INPUT RECORDS:
===

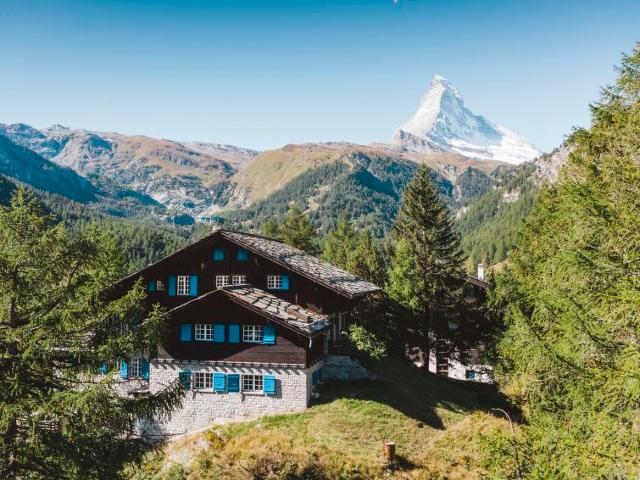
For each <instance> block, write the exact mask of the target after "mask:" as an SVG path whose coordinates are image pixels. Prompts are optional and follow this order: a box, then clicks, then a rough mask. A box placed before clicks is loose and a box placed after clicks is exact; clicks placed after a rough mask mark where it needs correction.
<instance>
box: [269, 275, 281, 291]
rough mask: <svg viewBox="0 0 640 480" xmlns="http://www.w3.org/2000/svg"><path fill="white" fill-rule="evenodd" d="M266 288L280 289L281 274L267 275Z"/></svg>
mask: <svg viewBox="0 0 640 480" xmlns="http://www.w3.org/2000/svg"><path fill="white" fill-rule="evenodd" d="M267 289H268V290H281V289H282V275H267Z"/></svg>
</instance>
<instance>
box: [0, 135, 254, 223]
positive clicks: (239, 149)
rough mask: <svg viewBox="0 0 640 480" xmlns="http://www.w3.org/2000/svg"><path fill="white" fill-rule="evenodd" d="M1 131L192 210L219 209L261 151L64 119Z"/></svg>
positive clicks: (154, 196) (94, 174) (19, 144)
mask: <svg viewBox="0 0 640 480" xmlns="http://www.w3.org/2000/svg"><path fill="white" fill-rule="evenodd" d="M0 135H5V136H7V137H8V138H10V139H11V140H12V141H13V142H14V143H16V144H19V145H21V146H24V147H26V148H28V149H30V150H32V151H34V152H36V153H38V154H40V155H41V156H43V157H44V158H47V159H49V160H51V161H53V162H55V163H57V164H58V165H61V166H65V167H69V168H71V169H72V170H74V171H76V172H77V173H79V174H80V175H83V176H89V177H90V176H99V177H103V178H108V179H109V180H113V181H115V182H117V183H119V184H121V185H124V186H126V187H128V188H131V189H133V190H136V191H138V192H141V193H144V194H147V195H149V196H150V197H152V198H153V199H154V200H156V201H158V202H160V203H162V204H163V205H165V206H166V207H168V208H175V209H177V210H179V211H182V212H187V213H189V214H191V215H198V214H200V213H202V212H205V211H210V210H212V209H213V210H215V209H216V203H217V197H218V192H219V191H220V190H221V188H220V184H221V183H224V182H226V181H227V179H228V178H229V177H231V176H232V175H233V174H235V173H237V172H238V171H239V170H241V169H242V168H244V166H246V165H247V164H248V163H250V162H251V161H252V160H253V158H255V157H256V155H257V154H258V153H259V152H256V151H255V150H250V149H244V148H240V147H234V146H232V145H223V144H215V143H204V142H189V143H186V142H185V143H182V142H175V141H171V140H164V139H156V138H151V137H145V136H142V135H122V134H120V133H113V132H92V131H89V130H82V129H69V128H66V127H63V126H60V125H54V126H52V127H49V128H45V129H42V130H38V129H36V128H33V127H31V126H29V125H24V124H13V125H0Z"/></svg>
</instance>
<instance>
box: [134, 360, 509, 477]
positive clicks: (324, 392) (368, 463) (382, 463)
mask: <svg viewBox="0 0 640 480" xmlns="http://www.w3.org/2000/svg"><path fill="white" fill-rule="evenodd" d="M374 370H375V371H377V372H378V373H379V375H380V376H381V379H380V380H378V381H359V382H327V383H326V384H325V385H323V386H322V388H321V391H320V400H319V401H318V403H317V404H316V405H314V406H312V407H311V408H309V409H308V410H306V411H304V412H302V413H294V414H288V415H274V416H267V417H263V418H261V419H258V420H253V421H247V422H240V423H233V424H228V425H221V426H214V427H212V429H211V430H209V431H207V432H203V433H198V434H194V435H191V436H188V437H183V438H182V439H179V440H177V441H175V442H173V443H171V444H168V445H167V446H165V447H164V450H160V451H153V452H150V453H149V454H148V456H147V457H146V460H145V462H144V463H143V465H142V466H137V467H132V468H130V469H129V471H128V474H129V476H130V477H131V478H135V479H138V480H141V479H146V478H165V479H180V478H189V479H192V480H195V479H208V478H225V479H235V478H286V479H295V478H305V479H325V478H326V479H333V478H340V479H375V478H389V477H393V478H402V479H409V478H411V479H436V478H447V479H451V480H453V479H475V478H479V475H480V467H479V465H478V444H477V440H476V437H477V435H478V434H479V433H482V432H488V431H489V430H492V429H494V428H505V426H506V425H505V421H504V420H501V419H498V418H496V417H494V416H493V415H491V410H490V409H491V408H492V407H502V406H504V405H503V403H504V402H503V400H502V399H501V397H499V396H498V395H497V394H496V393H495V391H494V390H493V389H492V388H490V387H487V386H483V385H472V384H461V383H458V382H453V381H450V380H446V379H443V378H440V377H437V376H435V375H430V374H424V373H423V372H421V371H419V370H417V369H416V368H415V367H412V366H410V365H408V364H405V363H401V362H399V361H387V362H384V363H383V364H381V365H377V366H376V367H375V368H374ZM384 439H389V440H392V441H395V442H396V444H397V452H398V455H399V461H398V464H397V465H396V466H395V467H394V468H393V469H389V468H388V467H387V466H386V465H385V463H384V461H383V459H382V456H381V449H382V441H383V440H384Z"/></svg>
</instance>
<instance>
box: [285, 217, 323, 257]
mask: <svg viewBox="0 0 640 480" xmlns="http://www.w3.org/2000/svg"><path fill="white" fill-rule="evenodd" d="M280 236H281V238H282V240H283V241H284V242H285V243H287V244H289V245H291V246H292V247H295V248H298V249H300V250H303V251H305V252H307V253H310V254H312V255H315V254H316V253H317V251H318V247H317V240H316V234H315V232H314V230H313V227H312V226H311V222H309V218H308V217H307V216H306V215H305V214H304V213H302V211H301V210H300V209H299V208H298V207H297V206H296V205H293V206H292V207H291V208H290V209H289V211H288V212H287V215H286V216H285V217H284V220H283V222H282V225H281V228H280Z"/></svg>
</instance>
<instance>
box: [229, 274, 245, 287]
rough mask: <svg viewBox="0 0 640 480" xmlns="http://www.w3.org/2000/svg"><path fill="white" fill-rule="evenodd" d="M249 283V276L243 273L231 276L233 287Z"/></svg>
mask: <svg viewBox="0 0 640 480" xmlns="http://www.w3.org/2000/svg"><path fill="white" fill-rule="evenodd" d="M245 283H247V276H246V275H244V274H242V273H237V274H235V275H232V276H231V285H243V284H245Z"/></svg>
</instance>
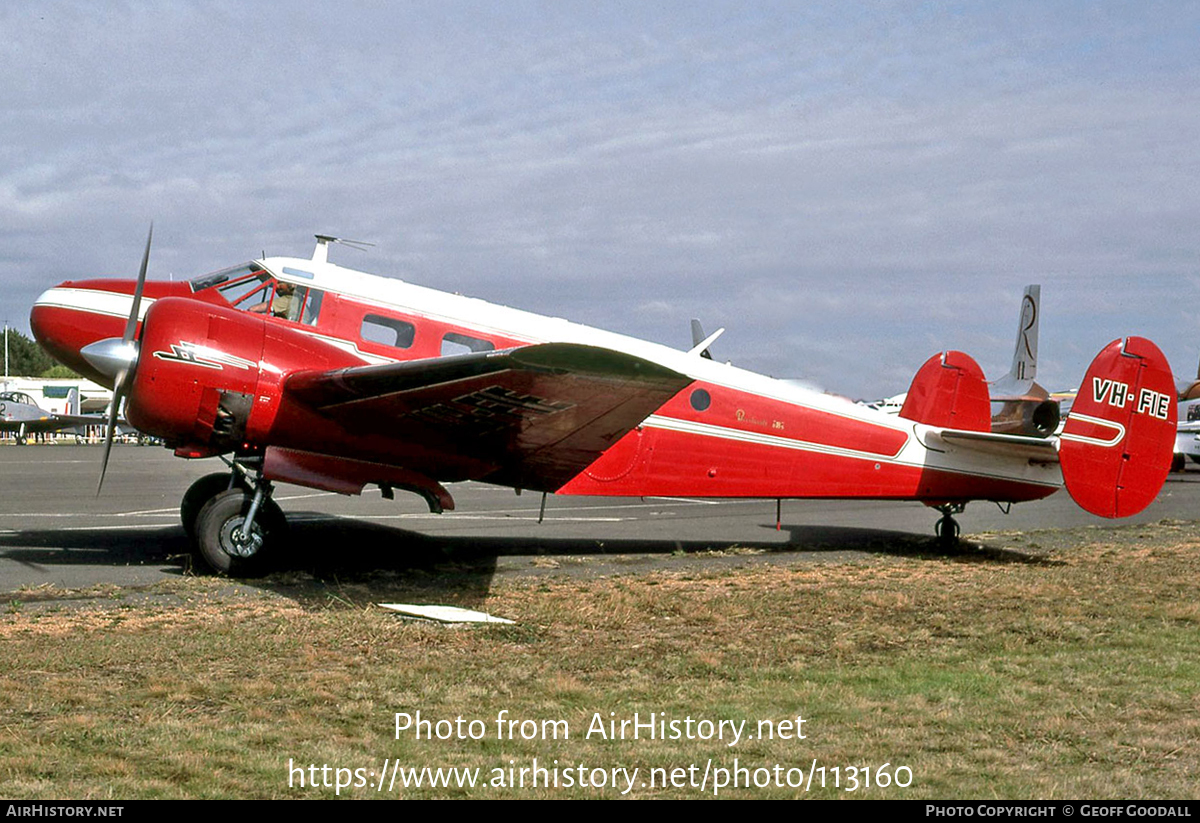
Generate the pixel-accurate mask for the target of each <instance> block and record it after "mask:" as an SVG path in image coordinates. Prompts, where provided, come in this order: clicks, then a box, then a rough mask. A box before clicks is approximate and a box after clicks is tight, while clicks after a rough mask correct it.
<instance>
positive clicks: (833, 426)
mask: <svg viewBox="0 0 1200 823" xmlns="http://www.w3.org/2000/svg"><path fill="white" fill-rule="evenodd" d="M318 257H320V256H314V259H304V258H286V257H275V258H265V259H263V260H257V262H254V263H252V264H247V265H245V266H236V268H234V269H229V270H224V271H221V272H214V274H212V275H205V276H203V277H197V278H194V280H193V281H191V282H186V283H155V282H148V283H146V284H145V296H144V298H143V302H142V311H140V317H144V316H145V312H146V311H149V310H150V308H151V307H152V306H154V304H155V302H156V301H161V300H164V299H168V298H182V299H187V300H193V301H200V302H204V304H208V305H209V306H211V307H212V313H214V316H226V314H228V312H229V311H238V310H241V311H245V312H248V313H251V314H254V316H257V317H262V318H263V323H265V324H268V325H269V328H278V329H288V330H290V331H293V332H296V334H299V335H304V336H306V337H307V338H308V340H311V341H312V347H313V350H314V352H317V350H319V352H320V353H322V355H320V358H317V360H318V361H319V362H316V364H314V362H307V361H306V360H307V358H306V354H307V353H306V352H304V350H295V352H294V354H290V355H289V354H281V355H275V360H272V361H270V362H263V361H259V362H252V364H251V365H252V366H253V367H254V368H258V370H259V371H260V372H271V373H276V374H282V376H284V377H286V376H287V374H288V373H289V372H293V371H296V370H301V368H312V367H314V366H323V367H344V366H353V365H367V364H384V362H391V361H407V360H422V359H433V358H439V356H445V355H449V354H455V353H463V352H481V350H491V349H509V348H516V347H521V346H527V344H532V343H542V342H564V343H578V344H584V346H592V347H599V348H605V349H612V350H617V352H622V353H626V354H630V355H634V356H637V358H642V359H646V360H649V361H653V362H655V364H660V365H661V366H665V367H667V368H670V370H673V371H677V372H679V373H682V374H685V376H686V377H688V378H690V379H691V380H692V383H691V384H690V385H689V386H688V388H685V389H684V390H683V391H680V392H679V394H678V395H676V396H674V397H673V398H671V400H670V401H668V402H667V403H665V404H664V406H662V407H661V408H659V409H658V410H656V412H655V413H653V414H650V415H649V416H648V417H647V419H646V420H644V421H643V422H642V423H641V425H640V426H637V427H636V428H635V429H632V431H630V432H629V433H628V434H626V435H625V437H624V438H622V439H620V440H618V441H617V443H616V444H614V445H613V446H612V447H611V449H608V450H607V451H605V452H604V453H602V455H601V456H600V457H599V458H598V459H596V461H595V462H594V463H592V464H590V465H589V467H588V468H587V469H586V470H584V471H582V473H580V474H577V475H576V476H574V477H572V479H571V480H570V481H568V482H566V483H565V485H563V486H560V487H558V488H556V489H550V491H557V492H558V493H564V494H606V495H686V497H762V498H772V497H774V498H876V499H916V500H922V501H925V503H930V504H942V503H953V501H960V500H971V499H991V500H997V501H1020V500H1031V499H1037V498H1042V497H1045V495H1048V494H1050V493H1052V492H1054V491H1056V489H1057V488H1060V487H1061V485H1062V476H1061V473H1060V470H1058V465H1057V463H1054V462H1037V461H1031V459H1028V458H1027V457H1019V456H1015V457H1007V456H997V455H988V453H980V452H978V451H972V450H958V449H954V447H953V446H949V447H947V446H946V445H944V444H938V446H937V447H928V446H926V443H929V441H930V440H929V437H928V434H929V427H926V426H923V425H922V423H918V422H914V421H912V420H907V419H905V417H900V416H895V415H889V414H884V413H881V412H876V410H872V409H869V408H865V407H860V406H857V404H854V403H851V402H848V401H846V400H844V398H840V397H836V396H832V395H824V394H821V392H816V391H812V390H810V389H805V388H803V386H798V385H796V384H793V383H787V382H782V380H776V379H773V378H769V377H766V376H762V374H756V373H754V372H749V371H746V370H743V368H738V367H736V366H732V365H728V364H721V362H718V361H713V360H708V359H706V358H701V356H698V355H697V354H692V353H688V352H683V350H678V349H673V348H670V347H666V346H661V344H656V343H652V342H647V341H641V340H636V338H632V337H628V336H624V335H619V334H614V332H610V331H604V330H600V329H594V328H589V326H586V325H581V324H577V323H571V322H568V320H565V319H562V318H553V317H545V316H540V314H535V313H532V312H526V311H520V310H516V308H510V307H506V306H499V305H496V304H491V302H487V301H484V300H478V299H473V298H467V296H462V295H457V294H450V293H446V292H439V290H436V289H430V288H425V287H421V286H415V284H412V283H407V282H403V281H400V280H394V278H386V277H379V276H374V275H368V274H364V272H359V271H354V270H350V269H344V268H342V266H337V265H335V264H331V263H328V262H326V260H324V259H318ZM133 288H134V284H133V282H132V281H116V280H100V281H84V282H66V283H62V284H60V286H58V287H55V288H52V289H49V290H47V292H46V293H44V294H42V295H41V298H38V300H37V302H36V305H35V307H34V310H32V314H31V320H30V322H31V325H32V329H34V334H35V336H36V337H37V340H38V342H41V343H42V346H44V347H46V348H47V350H49V352H50V354H52V355H54V356H55V358H56V359H58V360H60V361H62V362H64V364H66V365H68V366H70V367H72V368H74V370H77V371H79V372H82V373H84V374H88V376H89V377H92V378H94V379H97V380H100V382H110V380H108V378H106V377H104V376H103V374H100V373H97V371H96V370H95V368H94V367H92V366H91V365H90V364H89V362H88V361H86V360H84V359H83V356H82V355H80V354H79V352H80V349H82V348H84V347H85V346H88V344H90V343H94V342H95V341H98V340H104V338H109V337H119V336H120V335H121V332H122V330H124V326H125V323H126V317H127V316H128V312H130V308H131V301H132V296H131V295H132V293H133ZM214 323H216V320H214ZM292 349H293V350H294V349H296V347H292ZM230 352H232V349H230ZM220 354H221V353H216V354H215V355H214V356H217V355H220ZM143 356H146V355H145V353H143ZM229 356H233V355H232V354H230V355H229ZM198 371H202V370H198ZM280 385H282V384H280ZM263 402H264V403H269V402H271V398H270V397H268V396H266V395H264V396H263ZM286 412H287V410H286V409H284V410H283V413H280V414H277V415H275V416H274V417H264V419H266V420H269V422H266V423H264V425H262V426H259V427H258V428H257V429H256V431H254V432H253V438H254V439H252V440H251V441H250V444H251V445H253V446H256V447H265V446H269V445H286V446H288V447H294V449H304V450H310V451H317V452H320V451H325V452H330V453H337V455H343V456H347V457H353V458H355V459H367V458H370V459H377V461H386V462H390V463H394V464H396V465H406V464H407V462H409V461H416V459H418V457H414V455H415V453H416V451H414V449H415V446H414V445H413V444H403V443H398V441H389V439H388V438H382V437H378V435H373V437H360V435H358V434H356V433H355V432H353V431H344V429H342V428H341V427H340V426H337V425H336V423H334V422H332V421H330V422H329V423H328V425H324V423H322V421H319V420H313V419H312V417H304V416H302V415H301V416H296V415H292V416H289V415H288V414H287V413H286ZM132 416H133V414H132V409H131V417H132ZM148 433H150V434H160V435H164V434H166V433H163V432H155V431H149V432H148ZM175 445H179V444H178V443H176V444H175ZM420 469H421V470H422V471H431V470H433V471H437V469H438V467H432V468H431V467H428V465H421V467H420ZM468 477H469V479H478V480H485V481H486V480H488V479H490V477H488V476H487V474H486V473H484V470H482V469H479V470H478V473H475V474H473V469H472V464H470V462H469V461H463V462H461V463H455V464H449V465H445V467H443V468H442V469H440V471H437V479H439V480H461V479H468Z"/></svg>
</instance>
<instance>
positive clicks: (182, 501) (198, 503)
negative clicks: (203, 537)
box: [179, 471, 250, 537]
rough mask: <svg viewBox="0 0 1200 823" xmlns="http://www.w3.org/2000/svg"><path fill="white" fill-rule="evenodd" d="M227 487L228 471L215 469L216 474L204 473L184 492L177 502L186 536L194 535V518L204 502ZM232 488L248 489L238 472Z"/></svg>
mask: <svg viewBox="0 0 1200 823" xmlns="http://www.w3.org/2000/svg"><path fill="white" fill-rule="evenodd" d="M229 488H230V486H229V473H228V471H217V473H216V474H206V475H204V476H203V477H200V479H199V480H197V481H196V482H194V483H192V485H191V486H190V487H188V488H187V491H186V492H184V499H182V500H181V501H180V504H179V518H180V519H181V521H184V531H186V533H187V536H188V537H194V536H196V518H197V517H198V516H199V513H200V509H203V507H204V504H205V503H208V501H209V500H211V499H212V498H215V497H216V495H217V494H220V493H221V492H224V491H228V489H229ZM232 488H240V489H241V491H244V492H248V491H250V486H248V485H247V483H246V479H245V477H242V476H241V475H240V474H239V475H238V479H236V480H235V481H234V485H233V486H232Z"/></svg>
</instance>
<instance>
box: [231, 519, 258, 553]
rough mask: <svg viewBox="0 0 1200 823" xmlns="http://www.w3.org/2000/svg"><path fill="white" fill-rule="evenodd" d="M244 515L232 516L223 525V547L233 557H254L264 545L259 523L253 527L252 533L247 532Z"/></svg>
mask: <svg viewBox="0 0 1200 823" xmlns="http://www.w3.org/2000/svg"><path fill="white" fill-rule="evenodd" d="M244 524H245V519H244V518H242V517H230V518H229V519H227V521H226V523H224V525H222V527H221V548H223V549H224V551H226V552H227V553H228V554H230V555H233V557H254V554H257V553H258V549H260V548H262V547H263V533H262V530H260V529H259V528H258V524H254V525H252V527H251V530H250V534H248V535H247V534H245V531H244V530H242V528H241V527H242V525H244Z"/></svg>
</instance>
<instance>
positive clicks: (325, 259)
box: [312, 234, 374, 263]
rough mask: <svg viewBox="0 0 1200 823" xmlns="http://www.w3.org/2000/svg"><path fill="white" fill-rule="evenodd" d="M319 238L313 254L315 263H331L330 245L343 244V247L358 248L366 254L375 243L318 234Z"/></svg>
mask: <svg viewBox="0 0 1200 823" xmlns="http://www.w3.org/2000/svg"><path fill="white" fill-rule="evenodd" d="M316 236H317V248H314V250H313V252H312V259H313V262H314V263H328V262H329V245H330V244H335V242H338V244H342V245H343V246H349V247H350V248H356V250H359V251H360V252H365V251H366V250H367V248H371V247H373V246H374V244H373V242H367V241H366V240H347V239H346V238H335V236H332V235H329V234H318V235H316Z"/></svg>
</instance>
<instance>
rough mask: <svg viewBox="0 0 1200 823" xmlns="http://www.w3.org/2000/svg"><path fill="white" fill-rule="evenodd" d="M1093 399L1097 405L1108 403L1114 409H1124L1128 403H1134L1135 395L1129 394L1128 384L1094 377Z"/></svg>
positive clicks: (1114, 380) (1144, 392)
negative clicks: (1095, 401) (1100, 403)
mask: <svg viewBox="0 0 1200 823" xmlns="http://www.w3.org/2000/svg"><path fill="white" fill-rule="evenodd" d="M1142 394H1145V392H1142ZM1092 398H1093V400H1094V401H1096V402H1097V403H1108V404H1109V406H1111V407H1114V408H1117V409H1123V408H1124V404H1126V402H1127V401H1133V395H1130V394H1129V384H1127V383H1117V382H1116V380H1102V379H1100V378H1098V377H1093V378H1092Z"/></svg>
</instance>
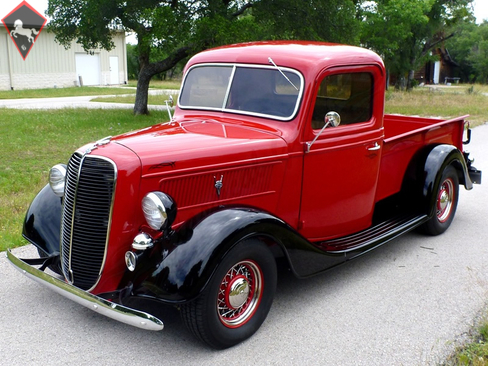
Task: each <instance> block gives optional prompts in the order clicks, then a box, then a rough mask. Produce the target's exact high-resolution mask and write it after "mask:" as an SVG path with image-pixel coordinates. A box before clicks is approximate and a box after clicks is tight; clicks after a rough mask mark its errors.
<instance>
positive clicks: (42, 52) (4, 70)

===

The lines to be transcribed are those from the first line of the data above through the line holding "box: [269, 275, 281, 291]", inclusive; copy them exactly and only, leaving out the pictures.

OUTPUT FOR THIS TASK:
For each <instance> block, write the exact mask of the target after "mask:" as an SVG path whose coordinates are image pixels. Prompts are optional and follow this order: a box, then clicks, then a rough mask. A box placed before clicks is loose and a box placed after clicks is exact; clicks placed after a rough mask mark where it needs correction.
<instance>
box: [269, 275, 281, 291]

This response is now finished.